Print the whole listing below exactly, skipping every picture.

*** Opening of Listed records ***

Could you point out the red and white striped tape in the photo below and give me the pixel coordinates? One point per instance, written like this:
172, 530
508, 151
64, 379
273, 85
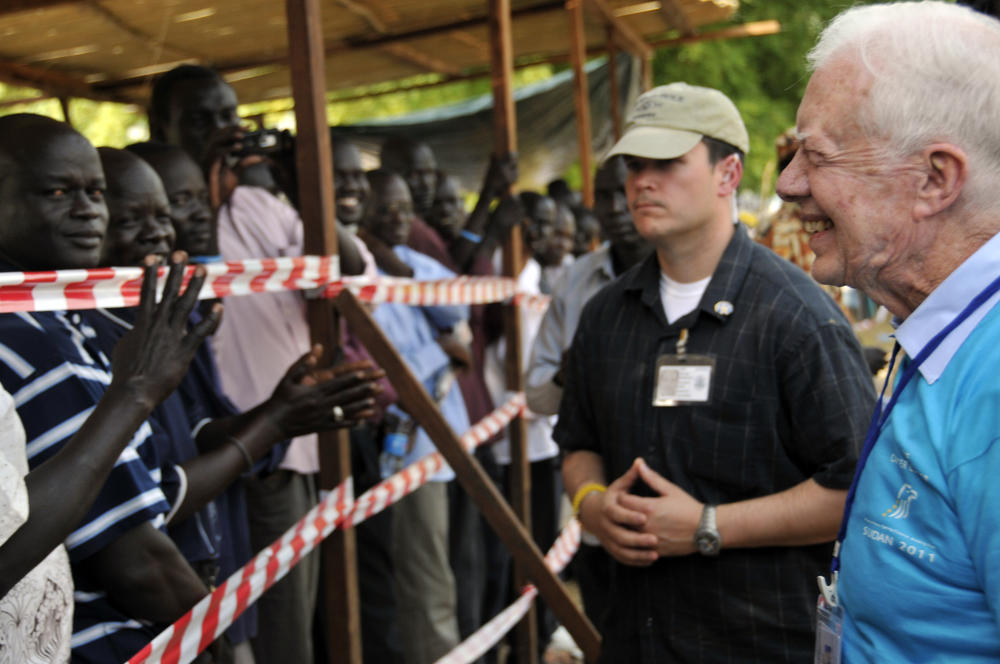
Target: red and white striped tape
199, 627
411, 478
57, 290
192, 633
487, 636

*** Close of Listed records ***

- **Completed exercise**:
Could you point out the red and white striped tape in the photo below and give me the pixel coordinates? One point per instance, written like this:
172, 530
508, 151
64, 379
273, 85
Target: red and white striped tape
199, 627
411, 478
57, 290
192, 633
487, 636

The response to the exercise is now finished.